WORK TO BE COMPLETED
Count the lines of the data that contain the string "pine". Provide the number alone.

Entries from a pointing dataset

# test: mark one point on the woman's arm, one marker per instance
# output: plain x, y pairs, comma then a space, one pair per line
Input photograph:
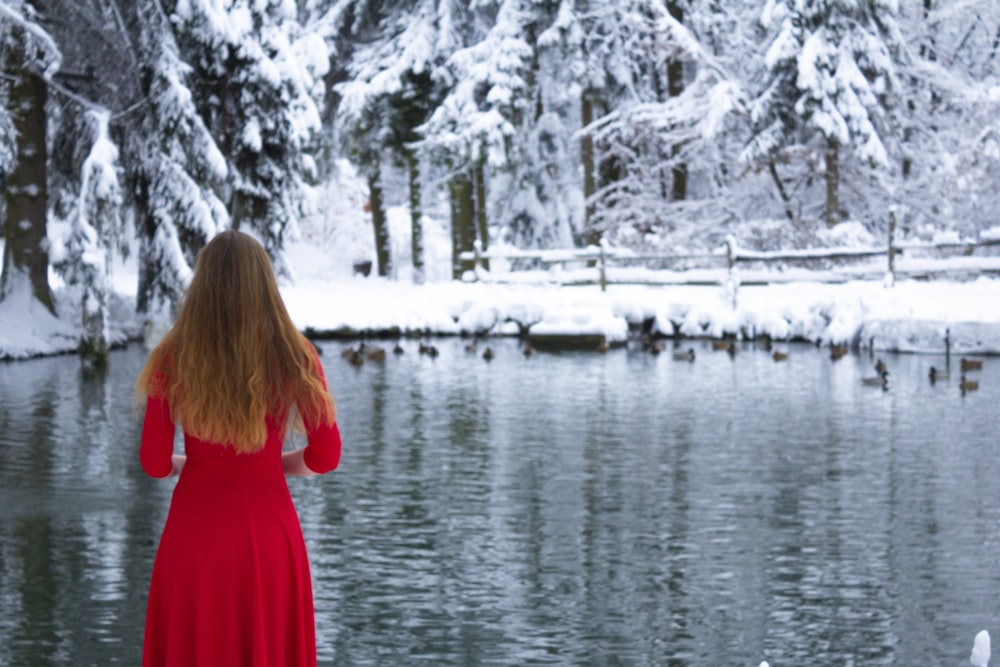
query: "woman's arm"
321, 455
293, 462
157, 447
178, 461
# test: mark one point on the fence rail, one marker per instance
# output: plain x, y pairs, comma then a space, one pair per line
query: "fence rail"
604, 265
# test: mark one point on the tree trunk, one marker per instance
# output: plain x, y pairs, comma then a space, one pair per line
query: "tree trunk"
26, 196
675, 86
832, 184
463, 223
482, 227
380, 224
416, 219
593, 236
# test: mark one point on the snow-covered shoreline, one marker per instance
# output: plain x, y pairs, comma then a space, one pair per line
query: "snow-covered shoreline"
911, 316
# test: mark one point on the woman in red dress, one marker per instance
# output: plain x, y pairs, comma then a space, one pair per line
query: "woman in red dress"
231, 583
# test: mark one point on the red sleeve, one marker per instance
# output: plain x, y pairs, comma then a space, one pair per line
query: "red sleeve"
157, 447
323, 449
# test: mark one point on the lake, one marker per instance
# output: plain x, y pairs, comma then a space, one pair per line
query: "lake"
570, 508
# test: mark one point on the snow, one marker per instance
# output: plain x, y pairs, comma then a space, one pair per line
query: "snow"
325, 296
980, 656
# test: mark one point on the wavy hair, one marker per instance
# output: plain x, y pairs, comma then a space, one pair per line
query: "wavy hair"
233, 357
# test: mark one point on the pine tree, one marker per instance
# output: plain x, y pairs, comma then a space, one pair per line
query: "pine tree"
831, 87
257, 83
28, 58
389, 95
96, 231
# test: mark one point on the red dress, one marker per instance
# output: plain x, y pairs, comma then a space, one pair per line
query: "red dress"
231, 584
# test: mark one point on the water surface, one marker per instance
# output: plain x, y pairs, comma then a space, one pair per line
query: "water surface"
568, 509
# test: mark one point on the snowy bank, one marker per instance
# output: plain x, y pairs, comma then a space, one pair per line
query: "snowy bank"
327, 300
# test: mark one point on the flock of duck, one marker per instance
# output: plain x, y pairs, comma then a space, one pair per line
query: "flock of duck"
358, 355
880, 379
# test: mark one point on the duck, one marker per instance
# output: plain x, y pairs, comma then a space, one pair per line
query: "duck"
684, 356
971, 364
880, 380
967, 385
356, 357
936, 374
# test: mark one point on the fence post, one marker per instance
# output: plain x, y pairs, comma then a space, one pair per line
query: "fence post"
891, 278
732, 283
600, 264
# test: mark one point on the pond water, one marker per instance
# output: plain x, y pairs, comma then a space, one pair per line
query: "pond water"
569, 508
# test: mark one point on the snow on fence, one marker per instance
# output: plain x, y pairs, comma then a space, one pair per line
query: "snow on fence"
604, 265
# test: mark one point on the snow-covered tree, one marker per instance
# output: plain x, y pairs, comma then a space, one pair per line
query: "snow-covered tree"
28, 56
390, 94
665, 101
175, 169
831, 87
951, 78
96, 231
257, 83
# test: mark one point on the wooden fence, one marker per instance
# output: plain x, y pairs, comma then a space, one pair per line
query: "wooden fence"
604, 265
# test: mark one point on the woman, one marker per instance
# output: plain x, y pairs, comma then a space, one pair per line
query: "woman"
231, 583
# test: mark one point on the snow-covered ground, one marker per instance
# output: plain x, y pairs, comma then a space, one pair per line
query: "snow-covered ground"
326, 296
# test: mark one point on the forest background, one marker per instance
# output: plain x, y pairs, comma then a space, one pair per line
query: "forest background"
148, 126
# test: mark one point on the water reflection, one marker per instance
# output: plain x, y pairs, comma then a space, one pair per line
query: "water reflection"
569, 508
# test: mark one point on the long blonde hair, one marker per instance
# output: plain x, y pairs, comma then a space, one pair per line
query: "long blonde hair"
234, 357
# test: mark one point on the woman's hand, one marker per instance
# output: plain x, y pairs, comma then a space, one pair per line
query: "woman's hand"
294, 464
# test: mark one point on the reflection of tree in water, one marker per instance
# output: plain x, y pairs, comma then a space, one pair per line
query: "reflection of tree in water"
74, 561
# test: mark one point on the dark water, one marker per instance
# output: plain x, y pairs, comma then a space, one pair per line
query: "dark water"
567, 509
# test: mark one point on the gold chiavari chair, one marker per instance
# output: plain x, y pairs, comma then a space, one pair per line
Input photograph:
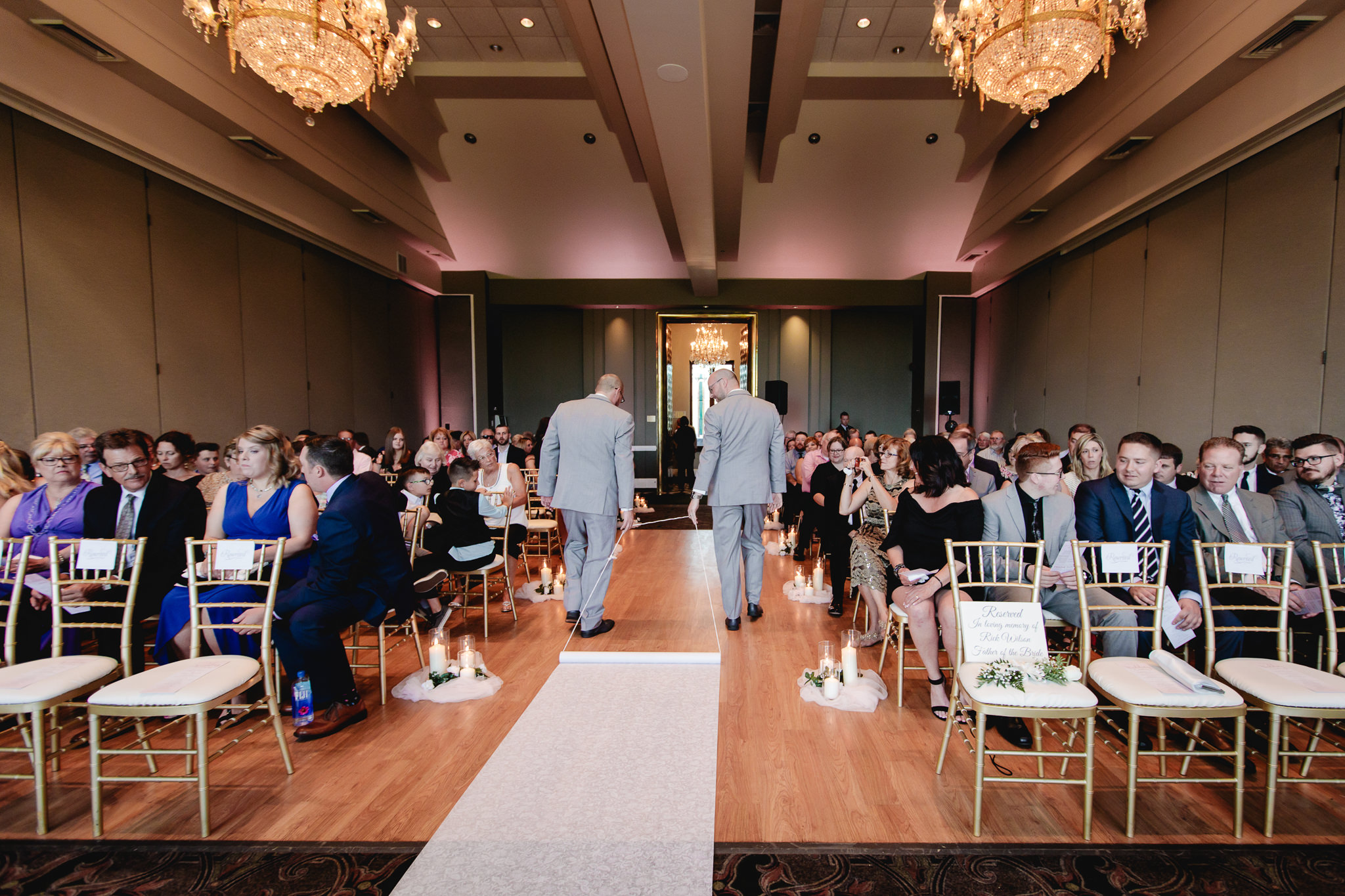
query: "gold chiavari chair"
1141, 688
34, 688
190, 688
1285, 689
996, 565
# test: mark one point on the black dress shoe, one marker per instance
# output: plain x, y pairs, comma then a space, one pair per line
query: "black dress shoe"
602, 628
1015, 731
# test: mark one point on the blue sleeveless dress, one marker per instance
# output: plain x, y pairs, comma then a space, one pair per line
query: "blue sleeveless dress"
271, 522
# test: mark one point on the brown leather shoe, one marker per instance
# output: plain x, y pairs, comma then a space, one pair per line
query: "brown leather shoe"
332, 719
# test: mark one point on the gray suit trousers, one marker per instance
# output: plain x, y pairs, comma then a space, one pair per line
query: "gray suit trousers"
738, 545
588, 544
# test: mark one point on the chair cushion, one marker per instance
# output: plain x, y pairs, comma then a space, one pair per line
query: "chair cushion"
1142, 681
1285, 684
46, 679
1036, 695
179, 684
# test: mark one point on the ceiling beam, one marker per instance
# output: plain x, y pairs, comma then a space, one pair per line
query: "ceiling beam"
799, 24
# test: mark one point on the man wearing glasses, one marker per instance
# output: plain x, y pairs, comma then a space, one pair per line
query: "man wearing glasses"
131, 504
1313, 504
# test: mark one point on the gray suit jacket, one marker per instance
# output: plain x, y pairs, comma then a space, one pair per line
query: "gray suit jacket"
586, 463
1003, 523
741, 452
1268, 527
1308, 517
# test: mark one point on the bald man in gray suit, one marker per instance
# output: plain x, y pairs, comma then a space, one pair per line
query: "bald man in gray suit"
586, 471
743, 473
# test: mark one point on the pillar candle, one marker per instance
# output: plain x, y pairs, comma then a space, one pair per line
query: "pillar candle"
850, 666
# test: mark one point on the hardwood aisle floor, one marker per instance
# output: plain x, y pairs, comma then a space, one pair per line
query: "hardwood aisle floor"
787, 771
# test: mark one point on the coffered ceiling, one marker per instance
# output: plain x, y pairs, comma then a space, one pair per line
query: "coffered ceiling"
685, 139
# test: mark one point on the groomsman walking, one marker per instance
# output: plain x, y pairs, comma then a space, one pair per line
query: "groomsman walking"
743, 473
586, 471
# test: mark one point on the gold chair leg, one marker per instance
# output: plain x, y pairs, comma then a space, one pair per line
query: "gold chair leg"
1271, 771
39, 770
202, 774
1132, 773
1241, 727
96, 771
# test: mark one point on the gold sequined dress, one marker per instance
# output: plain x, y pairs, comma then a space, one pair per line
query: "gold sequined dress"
868, 565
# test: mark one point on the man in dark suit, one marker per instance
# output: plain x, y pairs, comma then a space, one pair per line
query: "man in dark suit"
1130, 507
1256, 476
133, 504
359, 570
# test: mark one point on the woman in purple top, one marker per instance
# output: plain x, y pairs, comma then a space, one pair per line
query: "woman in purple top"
54, 508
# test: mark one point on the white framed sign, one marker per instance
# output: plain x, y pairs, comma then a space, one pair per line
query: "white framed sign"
1002, 630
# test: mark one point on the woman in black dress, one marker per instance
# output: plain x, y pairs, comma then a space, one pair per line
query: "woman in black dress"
939, 507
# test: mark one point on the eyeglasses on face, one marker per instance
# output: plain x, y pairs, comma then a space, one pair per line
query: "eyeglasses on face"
121, 468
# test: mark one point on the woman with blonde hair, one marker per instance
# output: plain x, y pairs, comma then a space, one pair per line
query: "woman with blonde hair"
267, 503
1087, 461
54, 508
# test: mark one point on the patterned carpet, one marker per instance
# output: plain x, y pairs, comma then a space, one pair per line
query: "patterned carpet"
123, 868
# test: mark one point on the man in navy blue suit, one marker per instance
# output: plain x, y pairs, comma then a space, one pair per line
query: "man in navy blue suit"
1130, 507
359, 570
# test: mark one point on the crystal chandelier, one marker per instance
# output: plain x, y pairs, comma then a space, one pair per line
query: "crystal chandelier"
319, 51
709, 345
1024, 53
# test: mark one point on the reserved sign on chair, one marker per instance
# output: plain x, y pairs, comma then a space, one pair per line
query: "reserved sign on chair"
1002, 630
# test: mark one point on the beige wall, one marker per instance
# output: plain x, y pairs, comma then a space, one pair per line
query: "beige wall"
1208, 312
129, 300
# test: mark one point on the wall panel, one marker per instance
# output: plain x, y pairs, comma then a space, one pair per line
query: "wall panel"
1277, 282
87, 270
198, 327
1067, 339
1115, 322
1181, 316
271, 288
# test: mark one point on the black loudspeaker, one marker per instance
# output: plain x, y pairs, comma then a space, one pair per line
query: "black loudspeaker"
950, 396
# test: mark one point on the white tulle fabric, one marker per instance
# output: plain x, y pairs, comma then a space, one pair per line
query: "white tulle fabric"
862, 696
416, 687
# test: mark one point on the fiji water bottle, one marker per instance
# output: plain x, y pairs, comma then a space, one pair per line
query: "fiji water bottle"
303, 704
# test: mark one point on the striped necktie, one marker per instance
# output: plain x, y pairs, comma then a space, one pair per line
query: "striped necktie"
1143, 532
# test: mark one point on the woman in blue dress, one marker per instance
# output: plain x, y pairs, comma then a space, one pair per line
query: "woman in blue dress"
265, 504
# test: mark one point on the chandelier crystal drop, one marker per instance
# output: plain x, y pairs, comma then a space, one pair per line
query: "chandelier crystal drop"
319, 51
1025, 53
709, 345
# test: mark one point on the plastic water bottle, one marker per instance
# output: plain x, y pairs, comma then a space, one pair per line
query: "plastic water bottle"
303, 704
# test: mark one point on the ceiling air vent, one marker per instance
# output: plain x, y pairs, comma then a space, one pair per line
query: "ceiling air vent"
1126, 147
1282, 37
77, 39
256, 147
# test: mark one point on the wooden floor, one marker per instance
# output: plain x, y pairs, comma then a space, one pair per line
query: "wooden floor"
789, 771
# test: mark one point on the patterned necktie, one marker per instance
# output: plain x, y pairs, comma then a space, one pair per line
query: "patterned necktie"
1337, 505
1235, 531
1143, 532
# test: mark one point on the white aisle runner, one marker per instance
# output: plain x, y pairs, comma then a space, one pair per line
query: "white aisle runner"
606, 785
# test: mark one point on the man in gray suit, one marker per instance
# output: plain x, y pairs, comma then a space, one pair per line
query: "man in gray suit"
588, 472
1313, 505
1036, 509
743, 473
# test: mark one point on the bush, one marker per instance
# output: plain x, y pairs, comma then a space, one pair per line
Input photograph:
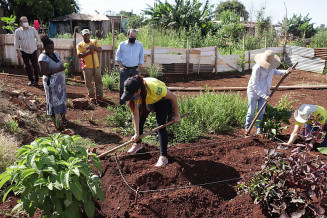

EXERCISE OUTPUT
2